>>>>>
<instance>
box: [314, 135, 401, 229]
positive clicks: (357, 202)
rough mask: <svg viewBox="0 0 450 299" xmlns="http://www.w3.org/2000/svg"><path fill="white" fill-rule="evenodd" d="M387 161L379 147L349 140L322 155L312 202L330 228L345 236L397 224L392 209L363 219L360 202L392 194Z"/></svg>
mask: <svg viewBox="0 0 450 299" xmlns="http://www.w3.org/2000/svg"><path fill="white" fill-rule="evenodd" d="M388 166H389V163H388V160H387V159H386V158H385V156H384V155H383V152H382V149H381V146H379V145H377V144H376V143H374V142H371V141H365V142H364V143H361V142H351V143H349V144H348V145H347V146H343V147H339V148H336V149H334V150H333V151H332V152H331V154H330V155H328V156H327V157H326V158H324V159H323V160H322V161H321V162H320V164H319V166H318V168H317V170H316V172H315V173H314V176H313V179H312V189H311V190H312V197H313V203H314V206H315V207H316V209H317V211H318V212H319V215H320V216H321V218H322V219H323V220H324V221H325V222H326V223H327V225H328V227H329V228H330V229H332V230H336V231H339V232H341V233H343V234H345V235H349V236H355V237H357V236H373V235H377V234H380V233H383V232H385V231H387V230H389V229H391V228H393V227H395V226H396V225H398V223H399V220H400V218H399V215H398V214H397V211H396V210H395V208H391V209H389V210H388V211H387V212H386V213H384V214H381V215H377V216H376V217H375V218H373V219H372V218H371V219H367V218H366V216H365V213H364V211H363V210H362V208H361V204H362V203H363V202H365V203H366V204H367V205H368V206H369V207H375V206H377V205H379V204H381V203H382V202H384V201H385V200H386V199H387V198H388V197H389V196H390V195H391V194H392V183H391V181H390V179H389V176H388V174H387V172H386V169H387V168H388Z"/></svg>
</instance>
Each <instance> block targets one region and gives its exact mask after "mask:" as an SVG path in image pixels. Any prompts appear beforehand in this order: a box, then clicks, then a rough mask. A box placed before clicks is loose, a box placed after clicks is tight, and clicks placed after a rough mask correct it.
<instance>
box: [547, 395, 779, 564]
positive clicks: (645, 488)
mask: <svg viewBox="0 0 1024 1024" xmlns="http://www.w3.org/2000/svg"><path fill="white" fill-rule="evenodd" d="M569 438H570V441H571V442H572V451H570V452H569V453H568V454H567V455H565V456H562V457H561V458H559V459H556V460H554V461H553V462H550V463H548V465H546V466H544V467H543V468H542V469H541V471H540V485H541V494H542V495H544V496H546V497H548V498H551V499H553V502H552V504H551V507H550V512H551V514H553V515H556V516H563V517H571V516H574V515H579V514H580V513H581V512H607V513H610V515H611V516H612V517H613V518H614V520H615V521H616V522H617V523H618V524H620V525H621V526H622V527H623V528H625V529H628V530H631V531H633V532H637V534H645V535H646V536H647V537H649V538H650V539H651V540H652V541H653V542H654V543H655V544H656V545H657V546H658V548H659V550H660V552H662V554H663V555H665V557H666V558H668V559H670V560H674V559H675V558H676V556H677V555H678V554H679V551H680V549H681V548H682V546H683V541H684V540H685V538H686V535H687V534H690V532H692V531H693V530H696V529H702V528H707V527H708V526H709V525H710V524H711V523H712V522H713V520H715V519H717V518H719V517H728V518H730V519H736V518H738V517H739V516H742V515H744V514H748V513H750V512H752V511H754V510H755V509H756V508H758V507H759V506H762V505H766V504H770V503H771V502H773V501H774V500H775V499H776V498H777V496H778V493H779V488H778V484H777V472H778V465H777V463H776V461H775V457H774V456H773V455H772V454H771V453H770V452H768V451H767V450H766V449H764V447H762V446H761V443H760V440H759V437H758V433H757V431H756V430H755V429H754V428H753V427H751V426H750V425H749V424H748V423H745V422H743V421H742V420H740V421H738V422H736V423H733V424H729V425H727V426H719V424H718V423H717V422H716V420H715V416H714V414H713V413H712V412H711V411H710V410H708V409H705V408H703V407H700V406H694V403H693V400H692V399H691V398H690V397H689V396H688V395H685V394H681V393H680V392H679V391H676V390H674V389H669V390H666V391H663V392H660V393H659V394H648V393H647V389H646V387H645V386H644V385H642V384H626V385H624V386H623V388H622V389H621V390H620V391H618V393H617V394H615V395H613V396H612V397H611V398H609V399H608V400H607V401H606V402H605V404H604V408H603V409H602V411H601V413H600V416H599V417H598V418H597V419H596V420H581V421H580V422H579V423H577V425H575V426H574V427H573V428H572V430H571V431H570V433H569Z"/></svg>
<<<<<
# EXERCISE DESCRIPTION
Beginning at the line with "box: [314, 135, 401, 229]" and ending at the line with "</instance>", reproduce each line of the data above exactly, and add no other lines.

# RESULT OF THIS TASK
box: [314, 135, 401, 229]
positive clicks: (357, 202)
rough mask: <svg viewBox="0 0 450 299" xmlns="http://www.w3.org/2000/svg"><path fill="white" fill-rule="evenodd" d="M387 161L379 147L349 140L322 155L312 202L330 228L345 236L397 224L392 209L363 219L360 202L392 194Z"/></svg>
mask: <svg viewBox="0 0 450 299" xmlns="http://www.w3.org/2000/svg"><path fill="white" fill-rule="evenodd" d="M388 166H389V163H388V160H387V159H386V158H385V156H384V155H383V152H382V149H381V146H379V145H377V144H376V143H374V142H371V141H365V142H364V143H361V142H351V143H349V144H348V145H347V146H343V147H339V148H336V149H334V150H333V151H332V152H331V154H330V155H328V156H327V157H326V158H324V159H323V160H322V161H321V162H320V164H319V166H318V168H317V170H316V172H315V173H314V176H313V179H312V189H311V190H312V197H313V203H314V206H315V207H316V209H317V211H318V212H319V215H320V216H321V218H322V219H323V220H324V221H325V222H326V223H327V225H328V227H329V228H330V229H332V230H336V231H339V232H341V233H343V234H345V235H349V236H355V237H357V236H373V235H377V234H380V233H383V232H385V231H387V230H389V229H391V228H393V227H395V226H396V225H398V223H399V220H400V218H399V215H398V214H397V211H396V210H395V208H391V209H389V210H388V211H387V212H386V213H384V214H381V215H377V216H376V217H375V218H373V219H372V218H371V219H367V218H366V216H365V213H364V211H363V210H362V208H361V204H362V203H363V202H365V203H366V204H367V205H368V206H369V207H375V206H377V205H379V204H381V203H382V202H384V201H385V200H386V199H387V198H388V197H389V196H390V195H391V194H392V183H391V181H390V179H389V176H388V174H387V172H386V169H387V168H388Z"/></svg>
</instance>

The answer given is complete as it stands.